> _WHAT TO PRODUCE_
Keeping every word and mark, copy all of the data.

> _PROVIDED RECORDS_
┄┄┄┄┄┄┄┄┄┄┄┄┄┄┄┄┄┄┄┄

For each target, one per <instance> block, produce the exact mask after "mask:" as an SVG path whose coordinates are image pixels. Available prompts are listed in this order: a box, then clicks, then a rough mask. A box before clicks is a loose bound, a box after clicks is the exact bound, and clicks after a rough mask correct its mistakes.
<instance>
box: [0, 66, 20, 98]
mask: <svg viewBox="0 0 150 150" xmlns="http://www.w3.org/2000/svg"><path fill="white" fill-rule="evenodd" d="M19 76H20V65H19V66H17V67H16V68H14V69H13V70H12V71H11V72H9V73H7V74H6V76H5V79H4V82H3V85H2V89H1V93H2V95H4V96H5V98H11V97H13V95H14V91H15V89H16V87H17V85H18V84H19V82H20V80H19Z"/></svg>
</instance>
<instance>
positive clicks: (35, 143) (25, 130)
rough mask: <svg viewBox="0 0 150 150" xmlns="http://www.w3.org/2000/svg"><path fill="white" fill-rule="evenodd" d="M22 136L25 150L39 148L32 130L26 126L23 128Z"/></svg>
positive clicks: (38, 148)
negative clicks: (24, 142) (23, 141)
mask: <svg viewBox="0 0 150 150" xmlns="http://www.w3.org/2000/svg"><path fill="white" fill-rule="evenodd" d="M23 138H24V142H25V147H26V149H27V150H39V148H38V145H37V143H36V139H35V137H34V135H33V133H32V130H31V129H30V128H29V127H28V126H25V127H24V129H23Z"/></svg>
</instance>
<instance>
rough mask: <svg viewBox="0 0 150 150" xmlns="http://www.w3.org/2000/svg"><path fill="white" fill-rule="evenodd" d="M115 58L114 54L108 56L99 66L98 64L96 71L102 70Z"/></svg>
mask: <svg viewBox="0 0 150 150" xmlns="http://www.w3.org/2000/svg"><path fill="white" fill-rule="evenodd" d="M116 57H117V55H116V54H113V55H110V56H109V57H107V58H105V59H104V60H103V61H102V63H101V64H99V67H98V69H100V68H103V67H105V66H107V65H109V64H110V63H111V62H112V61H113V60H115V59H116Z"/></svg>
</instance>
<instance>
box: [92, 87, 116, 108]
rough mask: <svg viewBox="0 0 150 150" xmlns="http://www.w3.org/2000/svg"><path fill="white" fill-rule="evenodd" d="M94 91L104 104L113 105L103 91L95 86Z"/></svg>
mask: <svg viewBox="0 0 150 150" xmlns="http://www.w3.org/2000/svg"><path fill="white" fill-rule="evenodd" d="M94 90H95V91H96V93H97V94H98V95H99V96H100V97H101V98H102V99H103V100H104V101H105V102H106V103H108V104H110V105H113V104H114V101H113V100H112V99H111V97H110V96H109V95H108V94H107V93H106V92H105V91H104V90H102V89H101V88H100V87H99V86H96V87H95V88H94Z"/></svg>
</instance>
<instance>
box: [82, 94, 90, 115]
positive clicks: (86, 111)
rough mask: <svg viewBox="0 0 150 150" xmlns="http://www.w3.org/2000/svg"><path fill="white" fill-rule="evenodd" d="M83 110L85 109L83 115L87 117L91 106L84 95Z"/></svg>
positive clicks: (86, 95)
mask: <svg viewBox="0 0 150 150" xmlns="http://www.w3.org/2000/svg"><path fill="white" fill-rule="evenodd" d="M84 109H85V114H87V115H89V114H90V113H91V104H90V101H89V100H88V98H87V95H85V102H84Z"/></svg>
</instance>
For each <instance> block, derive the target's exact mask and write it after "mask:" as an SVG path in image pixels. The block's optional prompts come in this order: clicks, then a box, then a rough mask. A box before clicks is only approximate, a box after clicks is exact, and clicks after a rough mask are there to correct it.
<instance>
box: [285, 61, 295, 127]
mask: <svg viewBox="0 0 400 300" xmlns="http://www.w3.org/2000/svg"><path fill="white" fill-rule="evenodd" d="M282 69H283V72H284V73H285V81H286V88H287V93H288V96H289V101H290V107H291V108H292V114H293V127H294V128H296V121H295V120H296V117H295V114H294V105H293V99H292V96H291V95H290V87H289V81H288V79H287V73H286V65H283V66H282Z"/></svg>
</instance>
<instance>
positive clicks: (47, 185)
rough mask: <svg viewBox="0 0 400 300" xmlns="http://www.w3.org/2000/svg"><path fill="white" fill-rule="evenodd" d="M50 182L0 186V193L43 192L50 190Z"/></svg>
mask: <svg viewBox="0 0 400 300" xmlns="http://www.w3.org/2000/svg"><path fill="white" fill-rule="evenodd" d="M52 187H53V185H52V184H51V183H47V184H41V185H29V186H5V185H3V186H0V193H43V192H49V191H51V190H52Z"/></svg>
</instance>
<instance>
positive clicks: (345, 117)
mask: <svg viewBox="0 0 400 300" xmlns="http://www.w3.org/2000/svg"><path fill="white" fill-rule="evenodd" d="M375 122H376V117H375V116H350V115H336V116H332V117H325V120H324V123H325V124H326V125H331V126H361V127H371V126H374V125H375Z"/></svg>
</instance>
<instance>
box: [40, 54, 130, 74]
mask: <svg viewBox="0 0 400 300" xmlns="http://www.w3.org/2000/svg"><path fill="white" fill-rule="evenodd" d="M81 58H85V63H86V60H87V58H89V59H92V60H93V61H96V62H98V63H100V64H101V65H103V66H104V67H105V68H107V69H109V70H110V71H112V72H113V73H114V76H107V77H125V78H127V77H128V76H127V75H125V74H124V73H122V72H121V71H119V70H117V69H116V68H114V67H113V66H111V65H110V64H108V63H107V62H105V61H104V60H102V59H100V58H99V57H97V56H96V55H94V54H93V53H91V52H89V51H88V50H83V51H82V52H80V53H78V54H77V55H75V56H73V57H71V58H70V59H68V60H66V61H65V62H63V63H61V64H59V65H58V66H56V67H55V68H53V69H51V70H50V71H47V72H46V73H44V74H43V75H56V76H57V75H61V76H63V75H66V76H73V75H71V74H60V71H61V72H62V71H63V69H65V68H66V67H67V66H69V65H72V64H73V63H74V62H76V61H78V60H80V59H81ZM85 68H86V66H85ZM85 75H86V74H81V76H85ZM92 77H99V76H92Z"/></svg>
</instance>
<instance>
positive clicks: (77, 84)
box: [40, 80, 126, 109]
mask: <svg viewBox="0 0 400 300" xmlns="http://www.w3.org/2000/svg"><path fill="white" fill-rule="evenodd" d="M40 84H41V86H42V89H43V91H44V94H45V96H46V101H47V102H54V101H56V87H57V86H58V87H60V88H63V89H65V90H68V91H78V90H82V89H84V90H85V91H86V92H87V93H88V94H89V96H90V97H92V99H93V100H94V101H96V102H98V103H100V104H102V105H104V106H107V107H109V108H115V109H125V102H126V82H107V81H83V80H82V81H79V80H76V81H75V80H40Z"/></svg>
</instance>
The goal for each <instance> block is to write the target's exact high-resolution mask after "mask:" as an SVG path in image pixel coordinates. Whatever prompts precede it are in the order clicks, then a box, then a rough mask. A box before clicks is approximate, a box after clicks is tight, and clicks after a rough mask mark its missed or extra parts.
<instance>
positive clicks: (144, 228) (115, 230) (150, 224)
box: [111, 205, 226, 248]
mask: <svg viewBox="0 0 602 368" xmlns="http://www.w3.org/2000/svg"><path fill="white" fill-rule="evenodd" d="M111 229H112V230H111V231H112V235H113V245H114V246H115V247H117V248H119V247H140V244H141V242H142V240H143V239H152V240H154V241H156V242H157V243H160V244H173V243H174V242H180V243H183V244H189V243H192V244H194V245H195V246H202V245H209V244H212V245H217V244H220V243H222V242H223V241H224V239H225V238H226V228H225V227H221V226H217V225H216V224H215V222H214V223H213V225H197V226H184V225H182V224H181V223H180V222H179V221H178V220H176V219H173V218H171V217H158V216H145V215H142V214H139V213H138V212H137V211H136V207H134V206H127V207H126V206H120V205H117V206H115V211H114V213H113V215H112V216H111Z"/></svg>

┄┄┄┄┄┄┄┄┄┄┄┄┄┄┄┄┄┄┄┄

> _SOLUTION TO THE PROBLEM_
For each target, one per <instance> block, produce the exact mask after "mask:" as an SVG path whose coordinates are image pixels. Available prompts are listed in this order: a box, then clicks, then a rough mask. A box before clicks is a loose bound, a box after clicks is the exact bound, and clicks after a rough mask correct its mistakes.
<instance>
box: [0, 66, 20, 98]
mask: <svg viewBox="0 0 150 150" xmlns="http://www.w3.org/2000/svg"><path fill="white" fill-rule="evenodd" d="M19 76H20V65H19V66H17V67H16V68H14V69H13V70H12V71H11V72H9V73H7V74H6V76H5V79H4V82H3V85H2V89H1V93H2V95H4V96H5V98H11V97H13V95H14V91H15V89H16V87H17V85H18V84H19V82H20V80H19Z"/></svg>
</instance>
<instance>
positive clicks: (35, 143) (25, 130)
rough mask: <svg viewBox="0 0 150 150" xmlns="http://www.w3.org/2000/svg"><path fill="white" fill-rule="evenodd" d="M22 136L25 150L39 148L32 130L26 126L23 128Z"/></svg>
positive clicks: (38, 148)
negative clicks: (24, 142) (23, 141)
mask: <svg viewBox="0 0 150 150" xmlns="http://www.w3.org/2000/svg"><path fill="white" fill-rule="evenodd" d="M23 138H24V142H25V147H26V149H27V150H39V148H38V145H37V143H36V139H35V137H34V135H33V133H32V130H31V129H30V128H29V127H28V126H25V127H24V129H23Z"/></svg>
</instance>
<instance>
rough mask: <svg viewBox="0 0 150 150" xmlns="http://www.w3.org/2000/svg"><path fill="white" fill-rule="evenodd" d="M115 58L114 54L108 56L99 66L98 64L96 71L102 70Z"/></svg>
mask: <svg viewBox="0 0 150 150" xmlns="http://www.w3.org/2000/svg"><path fill="white" fill-rule="evenodd" d="M116 57H117V55H116V54H113V55H110V56H109V57H107V58H105V59H104V60H103V61H102V63H101V64H99V67H98V69H100V68H103V67H105V66H107V65H109V64H110V63H111V62H112V61H113V60H115V59H116Z"/></svg>
</instance>
<instance>
box: [92, 87, 116, 108]
rough mask: <svg viewBox="0 0 150 150" xmlns="http://www.w3.org/2000/svg"><path fill="white" fill-rule="evenodd" d="M94 91L104 104L113 105L103 91L95 86Z"/></svg>
mask: <svg viewBox="0 0 150 150" xmlns="http://www.w3.org/2000/svg"><path fill="white" fill-rule="evenodd" d="M94 90H95V91H96V93H97V94H98V95H99V96H100V97H101V98H102V99H103V100H104V101H105V102H106V103H108V104H110V105H113V104H114V101H113V100H112V99H111V97H110V96H109V95H108V94H107V93H106V92H105V91H104V90H102V89H101V88H100V87H99V86H96V87H95V88H94Z"/></svg>
</instance>
<instance>
box: [82, 94, 90, 115]
positive clicks: (86, 111)
rough mask: <svg viewBox="0 0 150 150" xmlns="http://www.w3.org/2000/svg"><path fill="white" fill-rule="evenodd" d="M83 110L85 109L83 115L87 117L91 106L84 95Z"/></svg>
positive clicks: (86, 95)
mask: <svg viewBox="0 0 150 150" xmlns="http://www.w3.org/2000/svg"><path fill="white" fill-rule="evenodd" d="M84 109H85V114H87V115H89V114H90V113H91V104H90V101H89V100H88V98H87V95H85V102H84Z"/></svg>
</instance>
For each <instance> block, derive the target's exact mask and write it after "mask:" as an SVG path in image pixels. The block's optional prompts come in this order: clicks, then a box, then a rough mask. A box before clicks is only approximate, a box after clicks is exact, and clicks after a rough mask are there to correct it.
<instance>
box: [285, 61, 295, 127]
mask: <svg viewBox="0 0 400 300" xmlns="http://www.w3.org/2000/svg"><path fill="white" fill-rule="evenodd" d="M282 69H283V72H284V73H285V81H286V88H287V93H288V96H289V101H290V107H291V108H292V114H293V127H294V128H296V121H295V120H296V117H295V114H294V105H293V99H292V96H291V95H290V87H289V81H288V79H287V73H286V65H283V66H282Z"/></svg>
</instance>
<instance>
positive clicks: (47, 185)
rough mask: <svg viewBox="0 0 400 300" xmlns="http://www.w3.org/2000/svg"><path fill="white" fill-rule="evenodd" d="M50 182L0 186V193L43 192L50 190Z"/></svg>
mask: <svg viewBox="0 0 400 300" xmlns="http://www.w3.org/2000/svg"><path fill="white" fill-rule="evenodd" d="M52 187H53V185H52V184H51V183H47V184H41V185H29V186H5V185H3V186H0V193H43V192H49V191H51V190H52Z"/></svg>
</instance>
<instance>
positive clicks: (345, 117)
mask: <svg viewBox="0 0 400 300" xmlns="http://www.w3.org/2000/svg"><path fill="white" fill-rule="evenodd" d="M375 122H376V117H375V116H350V115H336V116H332V117H325V120H324V123H325V124H326V125H331V126H361V127H371V126H374V125H375Z"/></svg>
</instance>
<instance>
box: [40, 54, 130, 74]
mask: <svg viewBox="0 0 400 300" xmlns="http://www.w3.org/2000/svg"><path fill="white" fill-rule="evenodd" d="M81 58H85V63H86V60H87V58H89V59H92V60H93V61H96V62H98V63H100V64H101V65H103V66H104V67H105V68H107V69H109V70H110V71H112V72H113V73H114V76H107V77H125V78H127V77H128V76H127V75H125V74H124V73H122V72H121V71H119V70H117V69H116V68H114V67H113V66H111V65H110V64H108V63H107V62H105V61H104V60H102V59H100V58H99V57H97V56H96V55H94V54H93V53H91V52H89V51H88V50H83V51H82V52H80V53H78V54H77V55H75V56H73V57H71V58H70V59H68V60H66V61H65V62H63V63H61V64H59V65H58V66H56V67H55V68H53V69H51V70H50V71H47V72H46V73H44V74H43V75H56V76H57V75H61V76H63V75H66V76H73V75H71V74H60V71H61V72H62V71H63V69H65V68H66V67H67V66H69V65H72V64H73V63H74V62H76V61H78V60H80V59H81ZM85 68H86V66H85ZM85 75H86V74H81V76H85ZM92 77H99V76H92Z"/></svg>
</instance>
<instance>
positive clicks: (77, 84)
box: [40, 80, 126, 109]
mask: <svg viewBox="0 0 400 300" xmlns="http://www.w3.org/2000/svg"><path fill="white" fill-rule="evenodd" d="M40 84H41V86H42V89H43V91H44V94H45V96H46V101H47V102H54V101H56V87H57V86H58V87H60V88H63V89H65V90H68V91H78V90H82V89H84V90H85V91H86V92H87V93H88V94H89V96H90V97H92V99H93V100H94V101H96V102H98V103H100V104H102V105H104V106H107V107H109V108H115V109H125V102H126V82H107V81H83V80H82V81H79V80H76V81H75V80H40Z"/></svg>
</instance>
The goal for each <instance> block is to write the target's exact high-resolution mask after "mask:" as an SVG path in image pixel coordinates. Whatever prompts precede it are in the order clicks, then a box, then a rough mask. A box before clicks is approximate, a box after clicks is tight, and clicks after a rough mask mark its missed or extra parts.
<instance>
positive clicks: (144, 228) (115, 230) (150, 224)
box: [111, 205, 226, 248]
mask: <svg viewBox="0 0 602 368" xmlns="http://www.w3.org/2000/svg"><path fill="white" fill-rule="evenodd" d="M111 229H112V230H111V231H112V235H113V245H114V246H115V247H117V248H119V247H140V244H141V242H142V240H143V239H152V240H154V241H156V242H157V243H160V244H173V243H174V242H180V243H183V244H189V243H192V244H194V245H195V246H202V245H209V244H212V245H217V244H220V243H222V242H223V241H224V239H225V238H226V228H225V227H221V226H217V225H216V224H215V222H214V223H213V225H197V226H184V225H182V224H181V223H180V222H179V221H178V220H176V219H173V218H171V217H158V216H145V215H142V214H139V213H138V212H137V211H136V207H134V206H127V207H126V206H120V205H117V206H115V211H114V213H113V215H112V216H111Z"/></svg>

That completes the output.